*Excerpt:*
####

On Saturday, 3 November, the Institute hosted the Fifth Annual Kościuszko Chair Conference, dedicated to topics in Central and Eastern European culture, history, and current affairs. Prof. Marek Jan Chodakiewicz, the current holder of the Kościuszko Chair of Polish Studies, introduced each speaker while providing the introductory remarks and a running commentary to each presentation.
This year, the conference consisted of six lectures:
The Emergence of a German-Dominated Europe: Economic and Political Implications for Poland: Prof. Casmir Dadak (Hollins University)
Dr. Dadak – professor of economics at Hollins University – pointed out that the Euro Zone fails to meet the conditions of an “optimum currency area.” The economies and standards of living of the European Union’s many member states are simply too diverse.
The reasons commonly offered for the Euro Zone crisis are overspending, excessive debt, and rigid labor markets. Prof. Dadak, however, argues that these explanations miss the point. The Spaniards had cut spending and debt while liberalizing their labor market, but this did not save them for their present predicament. The Germans, on the other hand, maintained high spending and debt levels whilst conserving inflexible labor relations. Further, Germany has benefited from the Euro crisis. Berlin’s role in Europe is on the rise and no decisions are ever made in the Euro Area against its wishes.

####

*Given data:*
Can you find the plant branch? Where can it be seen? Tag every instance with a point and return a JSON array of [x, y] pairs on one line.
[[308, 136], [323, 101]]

####

*Goals:*
- 1) In the conference report, who introduced each speaker at the conference?
- 2) Reproduce the stretch of the conference report from "This year, the" through "Dadak (Hollins University)".
None of the data is needed for this work.

*Answers in order:*
- 1) Prof. Marek Jan Chodakiewicz, the current holder of the Kościuszko Chair of Polish Studies.

- 2)
This year, the conference consisted of six lectures:
The Emergence of a German-Dominated Europe: Economic and Political Implications for Poland: Prof. Casmir Dadak (Hollins University)